DATA FOR THIS TASK:
..............................
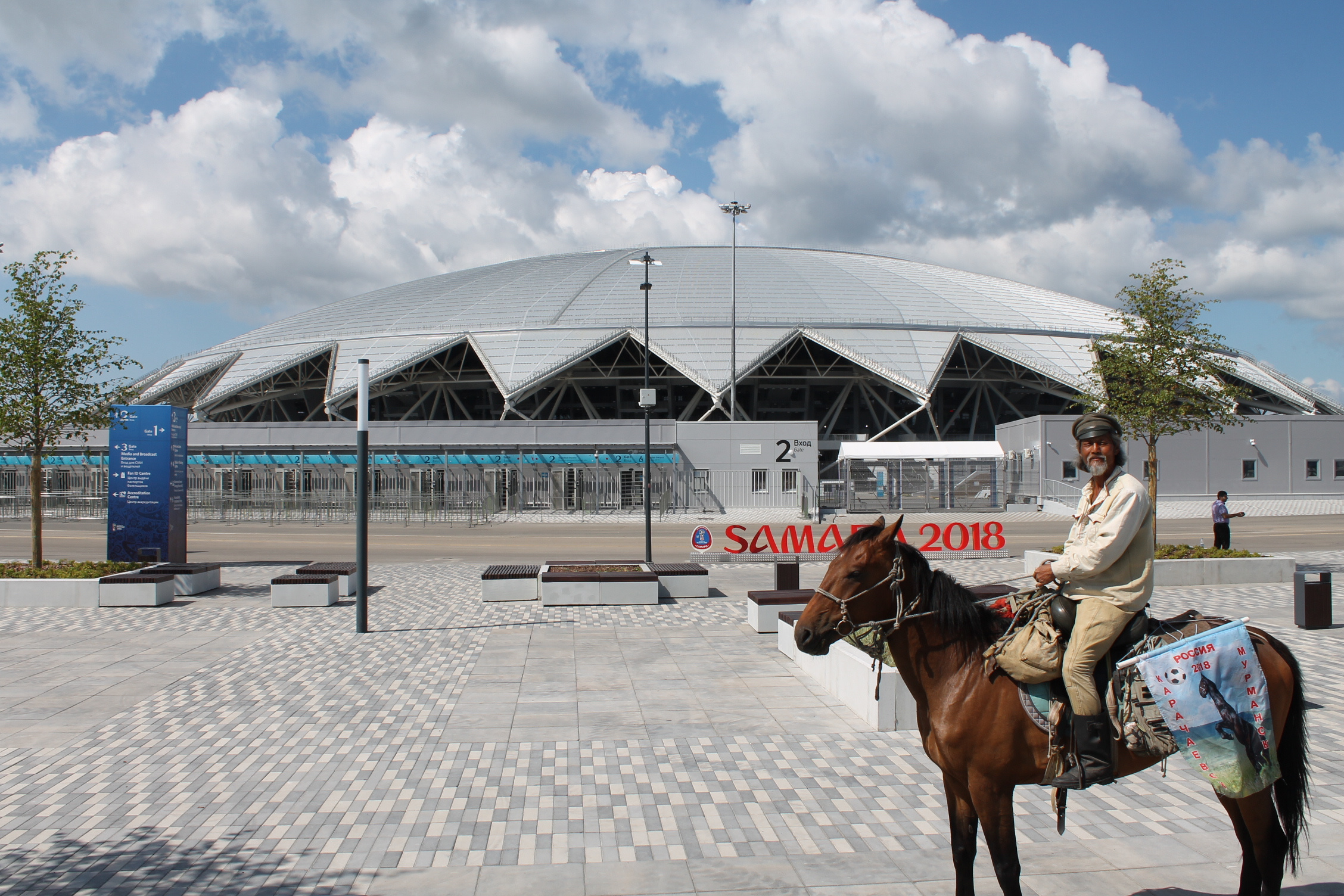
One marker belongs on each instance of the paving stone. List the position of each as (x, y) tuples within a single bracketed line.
[(424, 757)]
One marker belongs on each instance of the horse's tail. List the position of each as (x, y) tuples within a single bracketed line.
[(1290, 794)]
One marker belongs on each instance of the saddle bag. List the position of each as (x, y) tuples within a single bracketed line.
[(1137, 718), (1032, 653)]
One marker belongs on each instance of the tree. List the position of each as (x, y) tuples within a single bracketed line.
[(1164, 372), (54, 377)]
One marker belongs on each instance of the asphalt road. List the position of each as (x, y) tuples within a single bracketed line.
[(394, 543)]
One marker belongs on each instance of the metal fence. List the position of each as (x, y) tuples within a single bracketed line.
[(453, 494)]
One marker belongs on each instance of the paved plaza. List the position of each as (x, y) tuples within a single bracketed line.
[(217, 745)]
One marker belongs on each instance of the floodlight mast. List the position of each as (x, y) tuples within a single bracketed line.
[(734, 209), (647, 402), (362, 502)]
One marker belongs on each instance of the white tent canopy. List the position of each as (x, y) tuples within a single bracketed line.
[(920, 450)]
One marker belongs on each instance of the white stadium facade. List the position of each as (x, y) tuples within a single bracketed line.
[(512, 388), (850, 340)]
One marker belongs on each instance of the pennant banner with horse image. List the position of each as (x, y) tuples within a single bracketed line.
[(1213, 696)]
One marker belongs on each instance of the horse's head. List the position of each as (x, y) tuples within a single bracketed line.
[(855, 579)]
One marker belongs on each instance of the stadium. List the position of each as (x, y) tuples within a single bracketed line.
[(850, 340), (515, 388)]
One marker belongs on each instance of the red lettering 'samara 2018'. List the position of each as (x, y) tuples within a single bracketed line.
[(816, 539)]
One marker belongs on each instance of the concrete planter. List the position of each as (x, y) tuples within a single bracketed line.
[(49, 593), (595, 589), (191, 578), (511, 582), (846, 672), (1221, 571), (569, 592), (346, 573), (764, 608), (148, 590), (628, 589), (508, 589), (682, 579), (303, 592)]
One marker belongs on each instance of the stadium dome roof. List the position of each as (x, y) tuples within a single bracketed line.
[(530, 320)]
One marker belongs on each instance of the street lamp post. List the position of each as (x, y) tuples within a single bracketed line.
[(648, 399), (362, 502), (734, 209)]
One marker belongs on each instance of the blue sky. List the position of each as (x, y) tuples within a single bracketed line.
[(327, 150)]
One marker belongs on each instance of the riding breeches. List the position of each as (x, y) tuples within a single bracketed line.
[(1096, 628)]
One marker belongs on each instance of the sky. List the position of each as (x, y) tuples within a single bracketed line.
[(221, 164)]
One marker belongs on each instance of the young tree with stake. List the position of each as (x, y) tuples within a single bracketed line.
[(54, 377), (1164, 372)]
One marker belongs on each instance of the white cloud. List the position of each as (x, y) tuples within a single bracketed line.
[(440, 66), (866, 125), (67, 46), (218, 202), (1327, 387), (18, 113)]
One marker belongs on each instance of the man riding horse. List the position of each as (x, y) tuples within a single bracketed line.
[(1108, 570)]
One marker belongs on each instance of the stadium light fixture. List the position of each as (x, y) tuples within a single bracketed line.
[(734, 209), (647, 401), (362, 502)]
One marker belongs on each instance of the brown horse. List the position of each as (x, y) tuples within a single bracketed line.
[(973, 726)]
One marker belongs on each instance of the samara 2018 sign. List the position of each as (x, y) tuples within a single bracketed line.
[(976, 536)]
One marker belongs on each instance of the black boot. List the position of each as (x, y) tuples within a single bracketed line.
[(1094, 751)]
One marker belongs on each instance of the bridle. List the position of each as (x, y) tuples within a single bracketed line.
[(885, 628)]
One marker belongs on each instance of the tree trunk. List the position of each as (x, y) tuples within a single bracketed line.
[(35, 500), (1152, 484)]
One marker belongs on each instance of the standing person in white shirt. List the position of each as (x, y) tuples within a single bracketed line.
[(1222, 531), (1108, 568)]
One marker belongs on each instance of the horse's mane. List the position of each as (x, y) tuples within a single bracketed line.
[(954, 608)]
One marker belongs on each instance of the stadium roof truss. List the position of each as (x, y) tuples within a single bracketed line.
[(854, 341)]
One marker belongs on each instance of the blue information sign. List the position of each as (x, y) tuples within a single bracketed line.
[(147, 484)]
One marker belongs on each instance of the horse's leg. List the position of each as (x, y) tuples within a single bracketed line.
[(1264, 845), (994, 805), (962, 816), (1250, 870)]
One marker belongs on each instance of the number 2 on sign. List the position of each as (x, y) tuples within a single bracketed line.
[(988, 539)]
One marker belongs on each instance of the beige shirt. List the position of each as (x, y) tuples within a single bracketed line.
[(1109, 552)]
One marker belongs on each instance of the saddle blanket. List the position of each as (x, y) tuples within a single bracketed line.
[(1211, 693)]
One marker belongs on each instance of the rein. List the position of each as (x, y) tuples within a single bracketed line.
[(885, 628)]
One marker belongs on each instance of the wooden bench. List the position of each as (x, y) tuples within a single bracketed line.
[(764, 608), (318, 590), (682, 579), (136, 589), (344, 570), (191, 578), (511, 582)]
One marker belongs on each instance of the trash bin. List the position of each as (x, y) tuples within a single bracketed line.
[(1312, 599)]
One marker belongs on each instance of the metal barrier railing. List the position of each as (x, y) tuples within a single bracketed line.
..............................
DIRECTIONS: Reproduce all of the material above with every "marker" replaced by "pin" and nothing else altered. Omit the pictures.

WRITTEN SOLUTION:
One pin belongs on each instance of the paving stone. List the position of each as (x, y) tuples within a single bracketed line.
[(424, 757)]
One pin belongs on each instance of the horse's tail. List the position of each as (x, y) tuples within a single bracketed line.
[(1290, 794)]
One pin belongs on each instance of the saddle bag. List the position of each as (x, y) tuples within a single bracketed line.
[(1137, 718), (1032, 653)]
One pin belongs on each instance of the tree. List the position of each as (x, y) tuples within a single bracketed line.
[(1164, 372), (54, 377)]
One pin belongs on each instance of the asphalt road. List the position of each as (x, y) tuples within a single bracketed line.
[(394, 543)]
One pin belongs on each instance of the metal fence. List the position of each as (x, y) tuples within a single bracketed line.
[(453, 494)]
One pin belongs on each instance of the paved plaza. List the position of each as (x, y) tuples within a single bracketed line.
[(217, 745)]
One pin belongs on each instance of the floodlight mast. List the position of each as (x, y) tuples within a single bracketed line.
[(734, 209), (647, 402), (362, 502)]
One pin belongs on each instance of the white tent canopy. List the position of each as (x, y) tuples within a single bracketed line.
[(920, 450)]
One pin belongs on each instance of the white stadium facade. List the position of each as (x, y) tuples within a single bracketed line.
[(512, 388), (850, 340)]
One pin belongs on each instance of the pennant banner with horse image. List the position of each as (x, y) tuples within a single bracketed line.
[(1213, 696)]
One pin belongs on each instance of the horse's head. List the position of each as (x, y) tuples within a single bracketed line.
[(855, 579)]
One pin belongs on each instance of the stadium. List the position of each as (x, y) tuples within a single bracketed line.
[(850, 340), (515, 388)]
One pin belongs on each instance of the red lettering 'samara 2018'. List the position of each as (x, y) tuples within a single bracketed line.
[(816, 539)]
One pin belongs on each instance of the concrete planter. List the position of each as (x, y) tuples within a single bracketed line.
[(49, 593), (595, 589), (191, 578), (511, 582), (846, 672), (1221, 571), (569, 592), (346, 573), (764, 608), (148, 590), (628, 589), (508, 589), (682, 579), (303, 592)]
One pin belongs on each instance of the stadium dome roof. List the position of each as (x, y) tuples within a single bracketed line.
[(530, 320)]
One pin belongs on each instance of the street lamp post. List the position of each as (x, y) tuples within a single bracketed line.
[(648, 399), (362, 502), (734, 209)]
One pin belongs on each instance of the blue sky. List the position of each as (x, y) tuples within a single bracketed line.
[(327, 150)]
One pin belongs on each instance of the riding breeches. List the position of each as (x, y) tuples within a single bracketed line.
[(1096, 628)]
One pin belongs on each instance of the sky. List the position of each as (x, y) tuples within a single bracketed line.
[(221, 164)]
One pin belongs on each instance of the young tree with stake. List the position of each as (x, y) tuples within a single bracketed line.
[(54, 377), (1164, 372)]
One pin belongs on each instance of the white cloud. List the position of each as (x, y) tuples within a single bracketed line.
[(440, 66), (866, 125), (67, 46), (218, 202), (1327, 387), (18, 113)]
One pin belongs on each instance of the man riding horse. List the position of each as (x, y) tuples within a single bracketed line.
[(1108, 570)]
One pin belongs on each instance of the stadium light fixture. List the position of each as (x, y) tuples within a single bracketed line.
[(734, 209), (647, 401), (362, 502)]
One pin belongs on each instance of the brown horse. List the position of each as (x, y) tuples within a single bracketed line.
[(973, 726)]
One pin belongs on each instance of the samara 2018 sign. List the position of each as (x, y) tuples within a single bracketed line.
[(976, 536)]
One pin belongs on each instance of the black boot. List the position of each as (x, y) tuples within a single bracketed line.
[(1094, 751)]
One pin belongs on each instance of the bridle. List the position of each as (x, y) tuples within a single bracketed line.
[(885, 628)]
One pin belongs on each instance of the tree trunk. List the position of each as (x, y) tuples within a single bracketed line.
[(35, 500), (1152, 484)]
One pin belongs on each instance of the standing person in white shirt. List the position of each as (x, y) tuples within a single bracketed line.
[(1222, 531), (1108, 568)]
One pin belongs on each instance of the horse's mane. List the position of each as (x, y) tuples within a single bracketed line.
[(954, 608)]
One pin belongs on each instance of the stadium roof truss. List the position of each as (x, y) tuples within a single bracketed line.
[(854, 341)]
One pin belongs on each instance of the blue information sign. List the position of each as (x, y) tuples within a single bracketed line.
[(147, 484)]
One pin belongs on each instance of the horse's leg. List the position of each as (x, y) tuples within a single bracketed line.
[(1264, 845), (994, 805), (962, 816), (1250, 870)]
One pin belongs on each instance of the number 2 on sign. List the position of each as (x, y) tuples within a single bracketed line.
[(988, 539)]
One pin belongs on each instance of the beige shirt. List the position of each as (x, y) tuples within a single bracketed line.
[(1109, 552)]
One pin belongs on each instance of the saddle blanket. List the position of each as (x, y) tuples within a single bracketed line.
[(1211, 693)]
One pin belongs on each instance of the rein. List the position of each as (x, y) tuples within a single bracketed line.
[(885, 628)]
One pin belongs on each instance of the wooden bench. List the position of each as (x, y) tuples within a single bracketed line.
[(764, 608), (318, 590), (682, 579), (136, 589), (344, 570), (191, 578), (511, 582)]
One pin belongs on each instance of the trash bin. List the position of each as (x, y) tuples within a single bracketed line.
[(1312, 599)]
One pin belongs on each instance of the metal barrier railing. List the position of each as (x, y) tuples within a single bracketed line.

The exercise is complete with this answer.